* _WHAT THIS TASK INVOLVES_: Please print the full listing exactly.

# Start of DATA FOR PROCESSING

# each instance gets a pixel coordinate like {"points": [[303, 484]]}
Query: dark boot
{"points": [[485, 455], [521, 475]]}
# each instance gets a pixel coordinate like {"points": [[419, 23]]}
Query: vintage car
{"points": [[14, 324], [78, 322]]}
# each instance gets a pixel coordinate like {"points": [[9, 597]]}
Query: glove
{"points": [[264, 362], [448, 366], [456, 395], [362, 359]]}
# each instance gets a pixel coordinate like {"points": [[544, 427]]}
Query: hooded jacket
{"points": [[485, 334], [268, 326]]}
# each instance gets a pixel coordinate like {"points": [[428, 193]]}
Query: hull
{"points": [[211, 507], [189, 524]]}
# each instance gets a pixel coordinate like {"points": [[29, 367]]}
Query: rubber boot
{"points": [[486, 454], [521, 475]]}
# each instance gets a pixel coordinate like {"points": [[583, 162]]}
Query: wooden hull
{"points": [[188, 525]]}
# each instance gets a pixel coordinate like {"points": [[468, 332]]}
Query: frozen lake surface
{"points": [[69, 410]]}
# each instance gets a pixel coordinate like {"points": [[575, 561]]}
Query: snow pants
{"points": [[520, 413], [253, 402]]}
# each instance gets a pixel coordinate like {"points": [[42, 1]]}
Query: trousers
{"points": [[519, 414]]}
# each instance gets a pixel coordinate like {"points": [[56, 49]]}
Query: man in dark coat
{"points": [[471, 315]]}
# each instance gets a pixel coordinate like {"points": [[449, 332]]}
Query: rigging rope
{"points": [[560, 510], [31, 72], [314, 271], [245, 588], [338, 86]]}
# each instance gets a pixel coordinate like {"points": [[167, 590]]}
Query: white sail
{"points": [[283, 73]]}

# End of DATA FOR PROCESSING

* _WORKED ANSWER_:
# each instance gets a pixel coordinate like {"points": [[303, 484]]}
Query: dark boot
{"points": [[485, 455], [521, 475]]}
# each instance gets a pixel coordinate like {"points": [[419, 23]]}
Query: vintage car
{"points": [[14, 324], [78, 322]]}
# each instance gets a pixel coordinate like {"points": [[9, 597]]}
Query: glove
{"points": [[264, 362], [448, 366], [456, 395], [362, 359]]}
# each instance gets a pixel coordinate like {"points": [[544, 427]]}
Query: hooded jacket
{"points": [[485, 334], [268, 326]]}
# each instance gets a pixel coordinate like {"points": [[428, 193]]}
Query: hull
{"points": [[211, 507], [189, 524]]}
# each instance gets a pixel coordinate like {"points": [[29, 367]]}
Query: rubber boot
{"points": [[486, 454], [521, 475]]}
# each instance gets a pixel coordinate like {"points": [[583, 162]]}
Query: wooden hull
{"points": [[188, 525]]}
# each instance gets a pixel coordinate like {"points": [[468, 332]]}
Query: frozen lake surface
{"points": [[69, 410]]}
# each instance gets a pixel coordinate like {"points": [[575, 561]]}
Query: snow pants
{"points": [[520, 413], [253, 402]]}
# each instance gets a pixel coordinate like {"points": [[42, 1]]}
Query: trousers
{"points": [[519, 414]]}
# each instance gets a pixel coordinate like {"points": [[56, 49]]}
Query: man in dark coat
{"points": [[471, 315]]}
# each instance gets a pixel coordinate like {"points": [[449, 332]]}
Query: rigging rope
{"points": [[560, 510], [31, 72], [314, 271], [245, 588], [338, 86]]}
# each instance gets a pixel coordinate like {"points": [[167, 590]]}
Query: white sail
{"points": [[283, 73]]}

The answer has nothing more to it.